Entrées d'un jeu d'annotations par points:
####
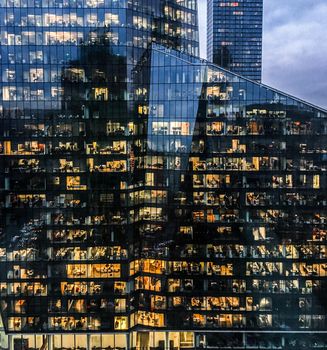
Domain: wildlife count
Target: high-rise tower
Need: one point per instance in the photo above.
(234, 31)
(149, 199)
####
Rendez les enregistrements ci-dessus sous forme de liste JSON de chaînes, à raison d'une chaîne par ligne, sans les lignes vides. Laissez les images hors de la réponse.

## CORRIGÉ DÉTAILLÉ
[
  "Domain: wildlife count",
  "Target: high-rise tower",
  "Need: one point per instance in the photo above.",
  "(234, 31)",
  "(149, 199)"
]